Task details: Please reproduce the entries verbatim, from their start through the line containing "163 181 L 163", inclusive, and leave the pictures out of your copy.

Material provided:
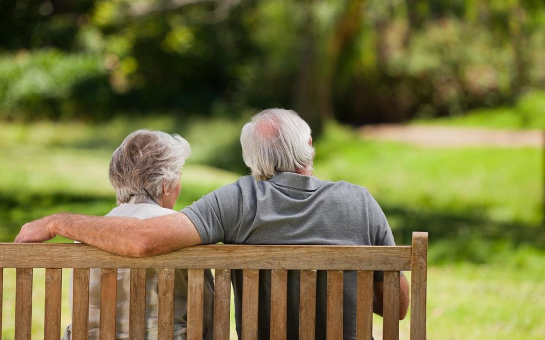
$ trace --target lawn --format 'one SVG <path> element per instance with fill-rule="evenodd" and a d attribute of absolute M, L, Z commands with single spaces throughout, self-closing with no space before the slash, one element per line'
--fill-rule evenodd
<path fill-rule="evenodd" d="M 176 206 L 181 208 L 244 173 L 226 170 L 243 168 L 233 152 L 240 123 L 181 125 L 161 118 L 100 126 L 0 124 L 0 241 L 11 241 L 22 224 L 47 214 L 109 211 L 115 203 L 110 157 L 127 133 L 143 126 L 178 132 L 192 144 Z M 207 138 L 211 134 L 217 138 Z M 316 146 L 316 175 L 367 187 L 398 243 L 408 244 L 413 230 L 430 232 L 429 338 L 545 337 L 542 150 L 365 141 L 333 123 Z M 5 270 L 4 339 L 13 337 L 14 276 Z M 33 338 L 43 332 L 43 270 L 35 270 Z M 63 326 L 70 319 L 66 279 Z M 380 323 L 377 317 L 376 335 Z M 401 324 L 402 338 L 408 325 Z"/>

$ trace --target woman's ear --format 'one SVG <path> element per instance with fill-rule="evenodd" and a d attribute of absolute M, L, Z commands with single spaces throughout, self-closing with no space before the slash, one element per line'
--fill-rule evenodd
<path fill-rule="evenodd" d="M 163 181 L 163 195 L 168 196 L 168 188 L 167 187 L 167 183 Z"/>

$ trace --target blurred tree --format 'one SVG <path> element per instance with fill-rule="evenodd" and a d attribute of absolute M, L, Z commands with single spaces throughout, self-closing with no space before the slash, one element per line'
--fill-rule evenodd
<path fill-rule="evenodd" d="M 0 1 L 0 117 L 283 107 L 319 134 L 331 117 L 461 114 L 545 86 L 544 13 L 539 0 Z"/>

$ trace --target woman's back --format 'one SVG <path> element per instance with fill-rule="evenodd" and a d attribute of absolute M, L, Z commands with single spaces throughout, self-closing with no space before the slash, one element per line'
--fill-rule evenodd
<path fill-rule="evenodd" d="M 129 202 L 114 208 L 106 216 L 134 217 L 147 219 L 168 215 L 176 212 L 162 208 L 150 200 L 149 203 L 133 204 Z M 185 339 L 187 311 L 187 271 L 175 270 L 174 336 L 175 339 Z M 157 338 L 158 309 L 158 281 L 159 271 L 146 271 L 146 338 Z M 116 337 L 129 338 L 129 311 L 130 287 L 130 271 L 119 269 L 117 273 L 117 301 Z M 210 270 L 204 271 L 204 324 L 203 333 L 205 338 L 211 338 L 213 327 L 214 279 Z M 89 338 L 99 338 L 100 308 L 100 270 L 92 269 L 89 273 Z M 65 338 L 70 338 L 69 326 Z"/>

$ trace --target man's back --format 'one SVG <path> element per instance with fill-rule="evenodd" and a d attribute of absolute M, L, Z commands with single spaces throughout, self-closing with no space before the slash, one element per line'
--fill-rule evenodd
<path fill-rule="evenodd" d="M 183 211 L 203 244 L 393 245 L 384 213 L 369 192 L 345 182 L 283 172 L 267 181 L 251 177 L 207 195 Z M 355 338 L 356 276 L 344 275 L 344 338 Z M 234 270 L 237 331 L 240 334 L 242 273 Z M 288 338 L 297 338 L 299 273 L 288 272 Z M 258 332 L 270 333 L 270 272 L 259 274 Z M 326 273 L 319 271 L 316 336 L 325 336 Z M 274 325 L 273 325 L 274 326 Z"/>

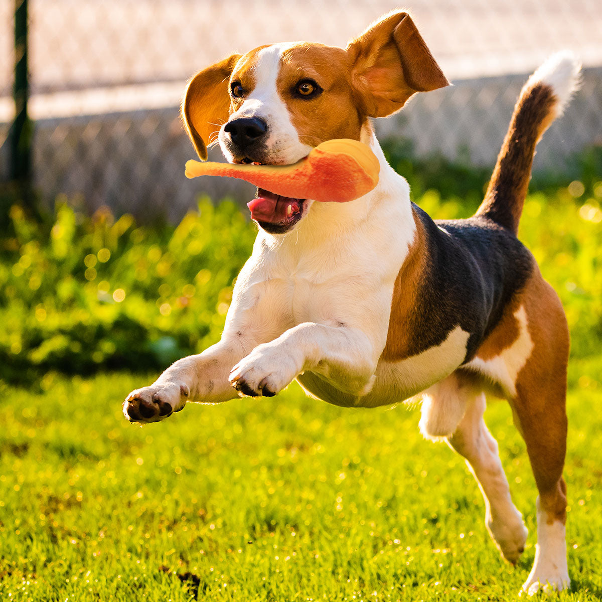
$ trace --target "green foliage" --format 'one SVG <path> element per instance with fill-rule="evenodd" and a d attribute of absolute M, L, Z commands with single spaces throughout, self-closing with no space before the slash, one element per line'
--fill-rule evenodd
<path fill-rule="evenodd" d="M 164 368 L 219 337 L 253 227 L 231 202 L 177 227 L 138 227 L 57 205 L 40 223 L 17 206 L 0 256 L 0 376 Z"/>
<path fill-rule="evenodd" d="M 466 217 L 480 200 L 478 179 L 456 171 L 439 182 L 448 182 L 444 196 L 430 190 L 415 200 L 435 218 Z M 576 357 L 602 343 L 601 201 L 602 182 L 576 181 L 532 194 L 521 222 L 521 240 L 564 304 Z M 22 383 L 53 370 L 160 370 L 202 350 L 219 338 L 255 234 L 234 203 L 207 199 L 177 226 L 107 211 L 87 217 L 64 202 L 42 223 L 17 205 L 10 218 L 0 248 L 0 377 Z"/>

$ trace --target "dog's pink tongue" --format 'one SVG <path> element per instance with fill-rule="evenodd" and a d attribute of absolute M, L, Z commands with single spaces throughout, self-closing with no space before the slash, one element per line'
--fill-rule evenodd
<path fill-rule="evenodd" d="M 247 206 L 250 209 L 251 217 L 258 222 L 274 222 L 274 216 L 278 205 L 278 197 L 258 196 Z"/>
<path fill-rule="evenodd" d="M 298 211 L 299 202 L 296 199 L 279 196 L 260 188 L 257 198 L 247 203 L 247 206 L 250 209 L 251 217 L 256 221 L 276 223 L 285 222 L 293 211 Z"/>

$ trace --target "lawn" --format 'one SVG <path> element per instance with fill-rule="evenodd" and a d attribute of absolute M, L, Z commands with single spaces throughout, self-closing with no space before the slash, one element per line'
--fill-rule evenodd
<path fill-rule="evenodd" d="M 521 223 L 573 332 L 565 473 L 573 588 L 560 600 L 602 597 L 597 185 L 576 202 L 570 188 L 532 195 Z M 435 193 L 419 200 L 441 217 L 465 211 Z M 126 423 L 122 400 L 152 382 L 166 349 L 205 344 L 223 324 L 252 226 L 231 207 L 212 211 L 161 238 L 127 220 L 90 225 L 63 208 L 47 247 L 17 216 L 0 262 L 0 359 L 8 367 L 0 381 L 0 599 L 515 599 L 535 554 L 536 492 L 505 402 L 491 400 L 486 419 L 529 529 L 516 567 L 487 535 L 463 461 L 422 439 L 417 409 L 341 409 L 293 385 L 272 399 Z M 232 237 L 231 224 L 243 235 Z M 231 239 L 238 246 L 229 255 Z M 137 362 L 146 374 L 131 371 Z M 111 367 L 120 364 L 129 371 Z"/>
<path fill-rule="evenodd" d="M 573 368 L 564 600 L 602 595 L 601 368 Z M 530 533 L 517 567 L 489 540 L 462 459 L 421 438 L 417 410 L 343 409 L 293 385 L 130 425 L 120 400 L 147 381 L 2 388 L 2 600 L 502 600 L 526 578 L 536 494 L 504 402 L 486 418 Z"/>

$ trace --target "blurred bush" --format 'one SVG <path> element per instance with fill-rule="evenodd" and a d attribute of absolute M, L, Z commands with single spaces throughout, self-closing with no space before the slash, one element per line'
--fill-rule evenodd
<path fill-rule="evenodd" d="M 159 370 L 219 339 L 255 229 L 202 200 L 174 227 L 66 202 L 44 222 L 10 211 L 0 250 L 0 377 Z"/>
<path fill-rule="evenodd" d="M 488 175 L 442 160 L 417 166 L 404 152 L 389 147 L 389 160 L 432 216 L 474 211 Z M 602 153 L 581 160 L 581 179 L 528 197 L 520 232 L 560 294 L 577 357 L 602 343 Z M 0 242 L 0 378 L 158 371 L 214 343 L 256 232 L 246 215 L 204 199 L 177 226 L 140 225 L 60 199 L 40 221 L 13 204 Z"/>

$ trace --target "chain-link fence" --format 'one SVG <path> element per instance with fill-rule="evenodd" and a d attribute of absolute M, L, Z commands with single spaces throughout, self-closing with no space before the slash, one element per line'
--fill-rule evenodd
<path fill-rule="evenodd" d="M 0 143 L 14 116 L 14 7 L 0 3 Z M 186 79 L 261 44 L 344 46 L 394 7 L 383 0 L 29 0 L 34 184 L 49 199 L 81 193 L 90 208 L 172 219 L 203 187 L 216 198 L 237 194 L 238 182 L 184 177 L 194 156 L 178 113 Z M 602 144 L 599 0 L 415 0 L 412 9 L 455 86 L 380 120 L 382 134 L 410 138 L 421 154 L 453 158 L 463 148 L 474 163 L 492 164 L 526 75 L 568 48 L 583 61 L 583 87 L 547 135 L 536 169 L 562 169 L 571 154 Z"/>

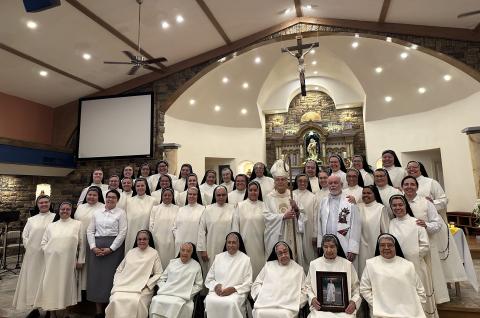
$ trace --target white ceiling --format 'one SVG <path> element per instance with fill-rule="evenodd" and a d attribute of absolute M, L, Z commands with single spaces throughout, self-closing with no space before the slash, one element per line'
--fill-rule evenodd
<path fill-rule="evenodd" d="M 231 41 L 286 22 L 296 15 L 292 0 L 204 1 Z M 137 4 L 134 0 L 79 0 L 79 3 L 136 42 Z M 312 10 L 303 8 L 304 16 L 377 21 L 383 1 L 302 0 L 301 3 L 313 5 Z M 226 44 L 194 0 L 144 0 L 142 8 L 142 47 L 154 57 L 165 56 L 169 60 L 166 66 Z M 287 8 L 290 13 L 280 13 Z M 465 19 L 457 19 L 456 15 L 475 9 L 480 9 L 478 0 L 393 0 L 386 22 L 472 29 L 480 22 L 479 15 Z M 177 14 L 184 17 L 182 24 L 175 22 Z M 25 26 L 28 20 L 37 22 L 38 28 L 28 29 Z M 164 20 L 171 25 L 167 30 L 161 27 Z M 0 1 L 0 43 L 101 88 L 147 73 L 140 71 L 132 77 L 126 75 L 128 66 L 103 64 L 105 60 L 125 60 L 121 51 L 133 49 L 66 0 L 60 7 L 30 14 L 25 12 L 22 1 Z M 90 61 L 82 59 L 85 52 L 92 55 Z M 98 92 L 96 88 L 51 70 L 47 77 L 40 77 L 38 71 L 43 67 L 1 49 L 0 58 L 0 91 L 4 93 L 57 107 Z M 350 67 L 361 81 L 360 70 Z M 260 84 L 258 80 L 250 81 Z"/>

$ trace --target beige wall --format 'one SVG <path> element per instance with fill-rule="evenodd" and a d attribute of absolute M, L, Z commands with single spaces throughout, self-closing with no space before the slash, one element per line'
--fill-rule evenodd
<path fill-rule="evenodd" d="M 384 149 L 395 150 L 404 165 L 402 152 L 439 148 L 448 210 L 471 211 L 476 191 L 468 137 L 461 130 L 480 126 L 479 104 L 480 93 L 476 93 L 432 111 L 366 122 L 369 163 L 374 163 Z"/>
<path fill-rule="evenodd" d="M 52 108 L 0 92 L 0 114 L 0 137 L 52 143 Z"/>
<path fill-rule="evenodd" d="M 230 163 L 234 173 L 244 160 L 265 161 L 265 133 L 263 128 L 229 128 L 210 126 L 179 120 L 165 115 L 166 143 L 181 145 L 178 150 L 178 167 L 190 163 L 201 179 L 207 162 L 214 158 L 232 158 Z M 223 162 L 218 161 L 218 162 Z M 218 170 L 218 164 L 210 169 Z"/>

Exercise result:
$ trace --target lawn --format 'one SVG <path> element per instance with fill-rule="evenodd" and a d attribute of absolute M, L, Z commands with single spaces throughout, self-closing with no space before the slash, one element per line'
--fill-rule evenodd
<path fill-rule="evenodd" d="M 176 206 L 181 208 L 244 173 L 226 170 L 243 168 L 233 152 L 240 123 L 181 125 L 161 118 L 100 126 L 0 124 L 0 241 L 11 241 L 22 224 L 47 214 L 109 211 L 115 203 L 110 157 L 127 133 L 143 126 L 178 132 L 192 144 Z M 207 138 L 211 134 L 217 138 Z M 316 146 L 316 175 L 367 187 L 398 243 L 408 244 L 413 230 L 430 232 L 429 338 L 545 337 L 542 150 L 365 141 L 333 123 Z M 5 270 L 4 339 L 13 337 L 14 276 Z M 33 338 L 43 332 L 43 270 L 35 270 Z M 63 326 L 70 319 L 66 279 Z M 380 323 L 377 317 L 376 335 Z M 401 324 L 402 338 L 408 325 Z"/>

$ trace --target woman's ear --format 'one SVG <path> element per instance with fill-rule="evenodd" and a d attribute of absolute M, L, Z commands with single spaces throughout, self-closing with no space before the slash, one element per line'
--fill-rule evenodd
<path fill-rule="evenodd" d="M 163 181 L 163 195 L 168 196 L 168 188 L 167 187 L 167 183 Z"/>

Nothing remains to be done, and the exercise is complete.